→ **Directions**
Convert the listing below into a Markdown table with two columns, Row and Line. Give each line its own numbered row and leave out any blank lines.

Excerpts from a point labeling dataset
>> start
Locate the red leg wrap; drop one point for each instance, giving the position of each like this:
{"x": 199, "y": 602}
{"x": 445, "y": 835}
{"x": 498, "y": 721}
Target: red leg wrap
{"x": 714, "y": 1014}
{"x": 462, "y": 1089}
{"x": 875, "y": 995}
>> end
→ **The reply**
| Row | Line |
|---|---|
| 1 | Locate the red leg wrap; drop one point for each instance, giving the position of each like this: |
| 2 | {"x": 199, "y": 602} |
| 3 | {"x": 445, "y": 835} |
| 4 | {"x": 498, "y": 721} |
| 5 | Target: red leg wrap |
| 6 | {"x": 714, "y": 1014} |
| 7 | {"x": 462, "y": 1089} |
| 8 | {"x": 875, "y": 995} |